Start SELECTED PASSAGE

July 16, 1894 – In the midst of the Pullman strike Light Battery F, Second Artillery, is proceeding down Grand Boulevard, today’s Dr. Martin Luther King Drive, escorted by a cavalry escort, when disaster strikes.  The Chicago Daily Tribune reports the following day,  “ . . . going at a gentle trot over a smooth boulevard a shell somewhere in one of the ammunition chests exploded, the detonation set off all the cartridges and all the rest of the shrapnel shells—a storm of powder and leaden balls and scraps of iron sufficient to stop the charge of a brigade of cavalry.  There was first the booming, deafening crash of the powder; it smashed every bit of glass in the neighborhood, jarred the whole southern side of the city, tore the caisson that had held it into bits of twisted iron and splinters of oak, crushed the life out of the four horses attached to it and to the gun following.  Two cannoneers had been sitting on the ammunition chest that exploded first.  Their comrades found the fragments of them, one to the right, one to the left, 150 yards away.  They did not look as if they had ever been men.”  [Chicago Daily Tribune, July 17, 1894]  The men had left camp that morning for a 25-mile ride along the city’s boulevards to exercise the horses, learn more of the streets of the south side of the city and to convey the image that in the midst of the labor crisis the troops were there to maintain order.  Joseph Gaylor, Edward Doyle, and Jeremiah Donovan are buried at Fort Sheridan, where their graves can still be found today. Relatives claim the body of Private Fred Stoltz, and his remains are sent home to Sago, Michigan.  The photo above shows Grand Boulevard about a half-dozen years after the tragic event.

End SELECTED PASSAGE

EXERCISE REQUIREMENTS
• 1. Copy out the account of the 1894 caisson explosion on Grand Boulevard word for word, from start to finish.
• 2. In the rows, rewrite everything from the line containing "of the laptop" down to the line containing "column 512, row 276", replacing "reference point" with "marker" and leaving everything else unchanged. Return only those lines.
The account above and the rows that come next are unrelated to each other.

Start MATERIAL FOR THIS TASK

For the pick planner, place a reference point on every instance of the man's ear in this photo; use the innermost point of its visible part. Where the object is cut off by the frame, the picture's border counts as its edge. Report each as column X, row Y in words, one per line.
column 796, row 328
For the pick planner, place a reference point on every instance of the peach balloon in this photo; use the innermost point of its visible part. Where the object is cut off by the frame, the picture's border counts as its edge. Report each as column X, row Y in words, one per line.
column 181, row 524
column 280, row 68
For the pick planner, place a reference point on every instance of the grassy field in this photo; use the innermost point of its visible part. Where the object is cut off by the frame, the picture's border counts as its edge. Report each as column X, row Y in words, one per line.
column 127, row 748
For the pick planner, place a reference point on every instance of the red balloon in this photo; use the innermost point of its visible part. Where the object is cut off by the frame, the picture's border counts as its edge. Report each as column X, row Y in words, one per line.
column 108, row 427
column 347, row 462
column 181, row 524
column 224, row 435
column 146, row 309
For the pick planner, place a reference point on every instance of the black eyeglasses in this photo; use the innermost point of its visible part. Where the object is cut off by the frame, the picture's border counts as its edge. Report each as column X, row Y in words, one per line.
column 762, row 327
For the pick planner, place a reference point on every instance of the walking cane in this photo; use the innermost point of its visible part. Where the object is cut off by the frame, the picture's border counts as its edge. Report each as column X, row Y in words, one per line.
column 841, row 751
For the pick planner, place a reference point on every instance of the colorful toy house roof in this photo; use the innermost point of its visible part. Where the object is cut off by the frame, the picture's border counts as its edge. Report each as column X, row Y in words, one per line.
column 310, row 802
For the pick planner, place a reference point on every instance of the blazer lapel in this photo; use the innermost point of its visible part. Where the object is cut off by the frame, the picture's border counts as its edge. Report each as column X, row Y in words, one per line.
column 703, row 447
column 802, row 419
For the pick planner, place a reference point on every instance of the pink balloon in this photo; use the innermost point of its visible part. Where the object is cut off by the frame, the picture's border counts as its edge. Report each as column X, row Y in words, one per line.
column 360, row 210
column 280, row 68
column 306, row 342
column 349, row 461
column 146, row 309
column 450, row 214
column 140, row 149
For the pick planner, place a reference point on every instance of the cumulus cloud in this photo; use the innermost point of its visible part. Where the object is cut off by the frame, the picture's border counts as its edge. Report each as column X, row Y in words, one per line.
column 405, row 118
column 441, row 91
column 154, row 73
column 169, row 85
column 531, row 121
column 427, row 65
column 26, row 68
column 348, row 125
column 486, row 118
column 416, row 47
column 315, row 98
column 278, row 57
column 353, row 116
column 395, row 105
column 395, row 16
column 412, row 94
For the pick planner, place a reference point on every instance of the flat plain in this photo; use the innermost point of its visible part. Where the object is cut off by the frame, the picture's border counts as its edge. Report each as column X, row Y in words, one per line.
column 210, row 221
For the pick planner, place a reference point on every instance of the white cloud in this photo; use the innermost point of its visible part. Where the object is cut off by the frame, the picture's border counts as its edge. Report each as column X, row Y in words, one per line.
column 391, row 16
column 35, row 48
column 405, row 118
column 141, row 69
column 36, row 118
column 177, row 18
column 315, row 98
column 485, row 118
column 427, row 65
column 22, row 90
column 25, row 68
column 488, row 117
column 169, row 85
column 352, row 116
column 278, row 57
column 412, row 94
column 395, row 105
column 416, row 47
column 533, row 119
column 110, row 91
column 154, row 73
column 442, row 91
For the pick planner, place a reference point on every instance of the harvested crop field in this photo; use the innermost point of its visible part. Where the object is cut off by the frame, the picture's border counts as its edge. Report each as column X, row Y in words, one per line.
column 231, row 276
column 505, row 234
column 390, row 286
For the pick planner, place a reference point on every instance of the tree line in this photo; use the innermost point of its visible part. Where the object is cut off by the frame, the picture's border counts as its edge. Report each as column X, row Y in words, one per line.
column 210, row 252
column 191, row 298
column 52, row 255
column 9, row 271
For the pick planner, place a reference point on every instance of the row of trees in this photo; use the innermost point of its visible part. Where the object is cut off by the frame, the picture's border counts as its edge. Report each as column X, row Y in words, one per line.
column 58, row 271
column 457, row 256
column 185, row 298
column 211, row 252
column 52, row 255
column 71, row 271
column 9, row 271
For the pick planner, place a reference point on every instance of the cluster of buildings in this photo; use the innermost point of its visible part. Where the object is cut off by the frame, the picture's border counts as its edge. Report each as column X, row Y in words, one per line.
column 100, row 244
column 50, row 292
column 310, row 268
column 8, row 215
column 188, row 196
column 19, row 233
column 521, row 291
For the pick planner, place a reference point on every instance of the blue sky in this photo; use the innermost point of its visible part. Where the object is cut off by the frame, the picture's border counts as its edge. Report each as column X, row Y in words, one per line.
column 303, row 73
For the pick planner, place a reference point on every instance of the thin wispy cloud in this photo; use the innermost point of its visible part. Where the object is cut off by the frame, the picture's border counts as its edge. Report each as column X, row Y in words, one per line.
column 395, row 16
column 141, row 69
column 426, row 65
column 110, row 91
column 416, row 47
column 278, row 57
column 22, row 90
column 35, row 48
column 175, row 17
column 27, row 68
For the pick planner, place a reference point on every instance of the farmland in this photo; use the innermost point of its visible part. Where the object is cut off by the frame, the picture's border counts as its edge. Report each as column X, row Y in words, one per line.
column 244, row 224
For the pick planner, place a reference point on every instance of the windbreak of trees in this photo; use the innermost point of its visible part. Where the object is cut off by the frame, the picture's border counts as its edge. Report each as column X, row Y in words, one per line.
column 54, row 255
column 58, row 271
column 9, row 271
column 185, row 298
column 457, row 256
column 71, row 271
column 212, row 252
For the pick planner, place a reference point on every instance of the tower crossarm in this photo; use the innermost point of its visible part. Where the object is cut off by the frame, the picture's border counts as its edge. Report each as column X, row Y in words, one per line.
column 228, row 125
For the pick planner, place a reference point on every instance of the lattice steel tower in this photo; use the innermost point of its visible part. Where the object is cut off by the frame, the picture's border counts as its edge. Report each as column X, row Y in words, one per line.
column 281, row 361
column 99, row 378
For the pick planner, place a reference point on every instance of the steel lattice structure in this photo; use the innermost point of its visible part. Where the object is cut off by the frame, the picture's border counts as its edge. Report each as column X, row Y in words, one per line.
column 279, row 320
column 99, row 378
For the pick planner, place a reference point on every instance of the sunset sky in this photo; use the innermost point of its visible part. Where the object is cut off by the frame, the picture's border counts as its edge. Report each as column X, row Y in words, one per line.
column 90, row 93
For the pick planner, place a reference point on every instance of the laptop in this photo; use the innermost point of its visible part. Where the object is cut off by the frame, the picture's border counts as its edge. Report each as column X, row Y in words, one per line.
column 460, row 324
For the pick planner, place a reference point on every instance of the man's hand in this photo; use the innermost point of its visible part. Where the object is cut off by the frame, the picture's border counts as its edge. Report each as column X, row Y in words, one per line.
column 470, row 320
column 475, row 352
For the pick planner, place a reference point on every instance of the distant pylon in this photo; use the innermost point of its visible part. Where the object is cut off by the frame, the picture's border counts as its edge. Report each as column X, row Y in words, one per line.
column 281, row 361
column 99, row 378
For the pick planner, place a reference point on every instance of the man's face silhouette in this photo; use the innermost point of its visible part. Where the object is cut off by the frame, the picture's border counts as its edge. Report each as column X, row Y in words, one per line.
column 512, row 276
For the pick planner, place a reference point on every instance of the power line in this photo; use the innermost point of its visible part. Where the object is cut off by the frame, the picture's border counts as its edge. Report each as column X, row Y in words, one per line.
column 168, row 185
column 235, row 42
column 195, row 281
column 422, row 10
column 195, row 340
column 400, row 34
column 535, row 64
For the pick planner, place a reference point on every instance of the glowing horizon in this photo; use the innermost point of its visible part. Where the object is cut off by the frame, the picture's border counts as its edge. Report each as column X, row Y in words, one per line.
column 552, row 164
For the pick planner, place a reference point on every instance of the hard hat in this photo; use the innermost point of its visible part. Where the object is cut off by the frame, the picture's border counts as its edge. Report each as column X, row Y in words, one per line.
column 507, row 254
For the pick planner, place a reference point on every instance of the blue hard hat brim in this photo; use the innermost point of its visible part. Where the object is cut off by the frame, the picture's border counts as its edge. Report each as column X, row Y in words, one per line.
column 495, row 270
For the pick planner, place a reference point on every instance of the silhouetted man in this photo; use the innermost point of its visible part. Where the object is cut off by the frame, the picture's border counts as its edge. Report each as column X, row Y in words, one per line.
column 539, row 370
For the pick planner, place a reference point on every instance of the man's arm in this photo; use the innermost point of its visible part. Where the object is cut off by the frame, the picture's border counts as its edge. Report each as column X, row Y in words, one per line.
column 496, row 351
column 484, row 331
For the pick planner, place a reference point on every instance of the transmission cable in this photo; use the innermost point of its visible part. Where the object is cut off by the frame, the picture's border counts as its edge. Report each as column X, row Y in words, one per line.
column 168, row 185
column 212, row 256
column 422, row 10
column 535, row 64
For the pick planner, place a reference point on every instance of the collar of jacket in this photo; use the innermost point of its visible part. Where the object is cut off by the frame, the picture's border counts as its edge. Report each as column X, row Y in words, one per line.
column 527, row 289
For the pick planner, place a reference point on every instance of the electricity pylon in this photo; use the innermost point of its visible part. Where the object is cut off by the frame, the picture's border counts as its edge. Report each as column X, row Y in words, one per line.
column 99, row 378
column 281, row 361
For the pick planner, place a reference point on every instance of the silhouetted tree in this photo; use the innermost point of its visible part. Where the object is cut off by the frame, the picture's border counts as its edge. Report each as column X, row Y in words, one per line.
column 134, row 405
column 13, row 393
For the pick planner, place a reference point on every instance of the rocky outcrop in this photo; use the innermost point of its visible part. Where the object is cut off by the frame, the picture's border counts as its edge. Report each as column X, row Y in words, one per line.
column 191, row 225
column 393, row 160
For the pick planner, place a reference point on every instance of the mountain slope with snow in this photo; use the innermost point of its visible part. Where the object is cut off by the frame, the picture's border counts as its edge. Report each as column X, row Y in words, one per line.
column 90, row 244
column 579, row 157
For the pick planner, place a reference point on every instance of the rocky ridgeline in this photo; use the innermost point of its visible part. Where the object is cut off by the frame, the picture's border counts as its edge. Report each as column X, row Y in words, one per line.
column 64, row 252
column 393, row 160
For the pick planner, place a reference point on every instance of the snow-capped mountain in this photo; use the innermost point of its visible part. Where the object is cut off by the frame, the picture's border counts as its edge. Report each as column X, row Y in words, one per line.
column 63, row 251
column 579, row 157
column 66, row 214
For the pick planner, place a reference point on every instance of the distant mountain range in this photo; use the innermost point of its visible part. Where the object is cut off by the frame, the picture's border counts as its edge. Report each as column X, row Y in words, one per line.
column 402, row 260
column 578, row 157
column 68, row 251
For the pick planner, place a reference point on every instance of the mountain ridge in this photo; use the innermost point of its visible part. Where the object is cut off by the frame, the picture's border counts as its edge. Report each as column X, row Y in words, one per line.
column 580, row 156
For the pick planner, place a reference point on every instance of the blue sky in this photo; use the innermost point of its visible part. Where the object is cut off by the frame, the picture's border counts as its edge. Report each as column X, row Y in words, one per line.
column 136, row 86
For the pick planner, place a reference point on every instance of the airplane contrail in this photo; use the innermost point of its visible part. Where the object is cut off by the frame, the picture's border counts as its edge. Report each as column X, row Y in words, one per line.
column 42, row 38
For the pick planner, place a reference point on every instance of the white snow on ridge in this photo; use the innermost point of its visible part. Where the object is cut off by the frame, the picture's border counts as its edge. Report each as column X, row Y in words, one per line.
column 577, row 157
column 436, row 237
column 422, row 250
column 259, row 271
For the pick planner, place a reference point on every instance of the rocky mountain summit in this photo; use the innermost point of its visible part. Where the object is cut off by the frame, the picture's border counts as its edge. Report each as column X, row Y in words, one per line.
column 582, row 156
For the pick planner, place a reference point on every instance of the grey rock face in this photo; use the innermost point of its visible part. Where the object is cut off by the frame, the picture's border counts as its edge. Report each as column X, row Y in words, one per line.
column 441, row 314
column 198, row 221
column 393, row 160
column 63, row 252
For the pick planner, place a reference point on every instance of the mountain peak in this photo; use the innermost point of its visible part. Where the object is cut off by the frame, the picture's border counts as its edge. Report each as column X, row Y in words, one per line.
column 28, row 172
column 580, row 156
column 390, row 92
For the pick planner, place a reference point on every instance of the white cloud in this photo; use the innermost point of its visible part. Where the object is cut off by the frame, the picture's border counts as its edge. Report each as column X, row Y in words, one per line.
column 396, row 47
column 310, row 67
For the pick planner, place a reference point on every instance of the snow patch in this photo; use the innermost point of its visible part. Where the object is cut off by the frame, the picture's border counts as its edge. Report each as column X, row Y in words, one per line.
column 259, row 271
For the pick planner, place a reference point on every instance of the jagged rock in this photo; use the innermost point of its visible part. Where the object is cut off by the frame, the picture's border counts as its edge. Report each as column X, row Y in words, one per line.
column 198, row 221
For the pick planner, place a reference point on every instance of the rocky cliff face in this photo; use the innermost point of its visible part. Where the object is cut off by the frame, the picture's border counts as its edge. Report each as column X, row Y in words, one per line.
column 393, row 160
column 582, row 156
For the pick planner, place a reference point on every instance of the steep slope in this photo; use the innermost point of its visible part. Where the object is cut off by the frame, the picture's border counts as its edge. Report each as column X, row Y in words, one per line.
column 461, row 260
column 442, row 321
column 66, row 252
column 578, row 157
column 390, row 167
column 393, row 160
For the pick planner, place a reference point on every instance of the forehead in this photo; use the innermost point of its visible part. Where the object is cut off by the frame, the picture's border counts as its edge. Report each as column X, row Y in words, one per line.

End MATERIAL FOR THIS TASK

TASK-BY-TASK RESULTS
• 1.
July 16, 1894 – In the midst of the Pullman strike Light Battery F, Second Artillery, is proceeding down Grand Boulevard, today’s Dr. Martin Luther King Drive, escorted by a cavalry escort, when disaster strikes.  The Chicago Daily Tribune reports the following day,  “ . . . going at a gentle trot over a smooth boulevard a shell somewhere in one of the ammunition chests exploded, the detonation set off all the cartridges and all the rest of the shrapnel shells—a storm of powder and leaden balls and scraps of iron sufficient to stop the charge of a brigade of cavalry.  There was first the booming, deafening crash of the powder; it smashed every bit of glass in the neighborhood, jarred the whole southern side of the city, tore the caisson that had held it into bits of twisted iron and splinters of oak, crushed the life out of the four horses attached to it and to the gun following.  Two cannoneers had been sitting on the ammunition chest that exploded first.  Their comrades found the fragments of them, one to the right, one to the left, 150 yards away.  They did not look as if they had ever been men.”  [Chicago Daily Tribune, July 17, 1894]  The men had left camp that morning for a 25-mile ride along the city’s boulevards to exercise the horses, learn more of the streets of the south side of the city and to convey the image that in the midst of the labor crisis the troops were there to maintain order.  Joseph Gaylor, Edward Doyle, and Jeremiah Donovan are buried at Fort Sheridan, where their graves can still be found today. Relatives claim the body of Private Fred Stoltz, and his remains are sent home to Sago, Michigan.  The photo above shows Grand Boulevard about a half-dozen years after the tragic event.

• 2.
For the pick planner, place a marker on every instance of the laptop in this photo; use the innermost point of its visible part. Where the object is cut off by the frame, the picture's border counts as its edge. Report each as column X, row Y in words, one per line.
column 460, row 324
For the pick planner, place a marker on every instance of the man's hand in this photo; use the innermost point of its visible part. Where the object is cut off by the frame, the picture's border counts as its edge. Report each as column X, row Y in words, one per line.
column 470, row 320
column 475, row 352
For the pick planner, place a marker on every instance of the distant pylon in this photo; use the innermost point of its visible part. Where the object is cut off by the frame, the picture's border counts as its edge. Report each as column X, row Y in words, one per line.
column 281, row 361
column 99, row 378
For the pick planner, place a marker on every instance of the man's face silhouette in this photo; use the innermost point of its visible part. Where the object is cut off by the frame, the picture's border counts as its edge. Report each as column X, row Y in words, one per line.
column 512, row 276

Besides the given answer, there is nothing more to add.